Quoted passage -
****************************************
# Cantering and getting over the fear!



## kambrielle (Feb 25, 2013)

Where do I start?

I'm an intermediate rider, I just do it for fun and don't compete or anything, but I really, really, really love it. It's one of the highlights of my week. I am mostly learning dressage, maybe jumping at some point, and right now am working a lot on cantering.

Last year in February, I was riding and using a saddle the horse wasn't used to. I guess it was pinching him, because he bucked me off and I went flying and got a concussion. Took a month to recover, too! Not fun. I was able to start riding again after I recovered and was able to canter with not much problem.

Then I took some time off again in the summer because of funds, but I've been riding consistently since before Christmas of last year. But now, when I canter, for some reason, I am so nervous about it! I've been riding the same lesson horse pretty consistently, and she has an amazing canter. I've been getting pretty comfortable with her. She has a nice, smooth, flat canter, which I really like because I don't feel like I'm going to be launched out of the saddle (which dredges up those memories of being kicked off that horse last spring).
****************************************
Available data -

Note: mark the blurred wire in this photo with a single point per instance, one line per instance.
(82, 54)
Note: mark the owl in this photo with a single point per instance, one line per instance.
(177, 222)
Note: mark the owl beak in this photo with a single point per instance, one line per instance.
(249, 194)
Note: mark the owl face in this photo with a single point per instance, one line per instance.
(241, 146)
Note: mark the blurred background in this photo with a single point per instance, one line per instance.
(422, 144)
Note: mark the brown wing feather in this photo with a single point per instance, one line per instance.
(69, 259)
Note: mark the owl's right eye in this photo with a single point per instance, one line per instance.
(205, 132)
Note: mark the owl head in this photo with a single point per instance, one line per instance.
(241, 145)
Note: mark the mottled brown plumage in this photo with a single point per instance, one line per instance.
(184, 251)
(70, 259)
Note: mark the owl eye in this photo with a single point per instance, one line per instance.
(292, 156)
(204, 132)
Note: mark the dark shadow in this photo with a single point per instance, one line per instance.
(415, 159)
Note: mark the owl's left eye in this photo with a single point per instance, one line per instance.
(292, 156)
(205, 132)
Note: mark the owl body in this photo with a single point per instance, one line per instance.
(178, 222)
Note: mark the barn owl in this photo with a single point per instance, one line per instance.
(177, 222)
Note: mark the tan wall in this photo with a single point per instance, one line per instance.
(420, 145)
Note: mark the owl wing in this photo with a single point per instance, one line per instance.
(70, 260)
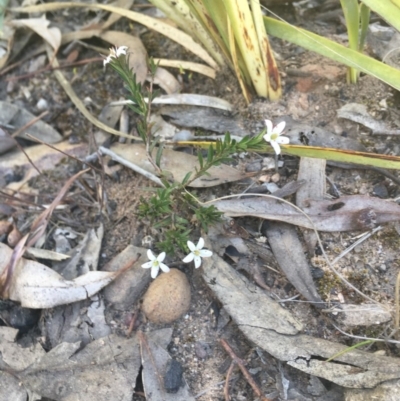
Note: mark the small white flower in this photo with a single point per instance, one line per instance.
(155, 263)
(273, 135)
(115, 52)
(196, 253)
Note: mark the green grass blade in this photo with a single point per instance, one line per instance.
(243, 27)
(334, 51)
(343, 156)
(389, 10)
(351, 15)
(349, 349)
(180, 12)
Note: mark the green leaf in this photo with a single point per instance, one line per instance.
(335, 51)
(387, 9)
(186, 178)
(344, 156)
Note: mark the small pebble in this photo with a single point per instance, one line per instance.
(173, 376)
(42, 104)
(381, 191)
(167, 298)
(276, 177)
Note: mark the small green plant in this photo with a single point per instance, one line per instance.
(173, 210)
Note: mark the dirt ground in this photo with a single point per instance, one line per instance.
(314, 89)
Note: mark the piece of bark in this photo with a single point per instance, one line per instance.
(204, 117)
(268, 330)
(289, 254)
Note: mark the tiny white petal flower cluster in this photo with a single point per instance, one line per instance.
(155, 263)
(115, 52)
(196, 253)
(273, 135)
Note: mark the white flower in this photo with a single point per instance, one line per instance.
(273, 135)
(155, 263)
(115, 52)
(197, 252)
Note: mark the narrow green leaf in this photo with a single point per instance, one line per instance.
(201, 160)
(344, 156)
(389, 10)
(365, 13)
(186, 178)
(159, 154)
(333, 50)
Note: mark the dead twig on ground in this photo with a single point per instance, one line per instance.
****************************************
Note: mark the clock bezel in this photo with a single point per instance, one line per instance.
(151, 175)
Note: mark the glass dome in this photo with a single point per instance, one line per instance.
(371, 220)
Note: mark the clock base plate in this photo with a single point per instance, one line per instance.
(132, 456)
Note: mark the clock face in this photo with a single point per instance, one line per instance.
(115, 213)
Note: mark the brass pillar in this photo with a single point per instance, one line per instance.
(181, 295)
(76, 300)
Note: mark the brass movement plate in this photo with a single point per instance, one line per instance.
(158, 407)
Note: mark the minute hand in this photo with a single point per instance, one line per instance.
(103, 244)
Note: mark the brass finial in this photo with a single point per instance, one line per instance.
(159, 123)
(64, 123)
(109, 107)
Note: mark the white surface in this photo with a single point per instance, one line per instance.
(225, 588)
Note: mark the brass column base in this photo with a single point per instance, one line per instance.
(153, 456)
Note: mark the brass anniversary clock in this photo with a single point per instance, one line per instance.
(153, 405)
****************************************
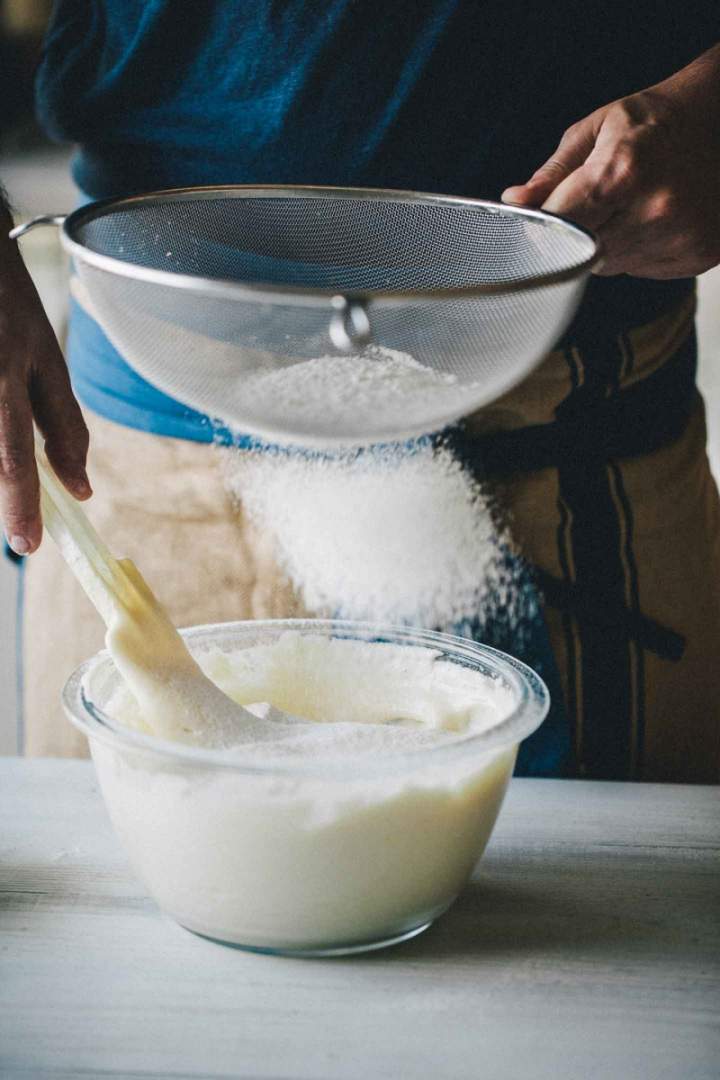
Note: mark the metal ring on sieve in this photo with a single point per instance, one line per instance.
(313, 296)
****************************************
What you will do -
- 1) Identify every line in the records that contains the word "clock" and copy each of those lines.
- 2) Finish out the next part of the forum post about getting over a fear of cantering, continuing from its last sentence.

Written responses -
- 1)
Note: mark the clock bezel in this photo with a single point per instance, one line per instance.
Note: mark the clock base plate in this photo with a single point per instance, one line per instance.
Note: mark the clock face in this photo with a single point per instance, one line per instance.
Note: mark the brass anniversary clock in this photo with a single point per instance, one line per instance.

- 2)
I'm not nervous when I go into the canter, and generally when I'm in the canter, I feel pretty good...Depending on the horse I'm riding. I had a lesson today and was on a very bouncy horse. I know what I need to do to not bounce all over the place, in theory, but sometimes I get so overwhelmed and start to get freaked out because I feel like I am going to go flying up over the horse's ears. I know that I need to sit back, relax into the saddle, stretch my heels down, and use the insides of my calves to keep the leg on. But when I'm in the saddle, all I feel like I'm doing is bouncing around like a hot mess.

And also, transitioning out of the canter, I feel like I'm bouncing all over the place, too. I try to just go back to posting trot and use half halts and whatever, but I sometimes just feel so out of control.

Any advice? Anyone else going through the same thing? Anyone felt the same and was able to get over it? Any thoughts would be awesome 

Thanks


----------



## TXhorseman (May 29, 2014)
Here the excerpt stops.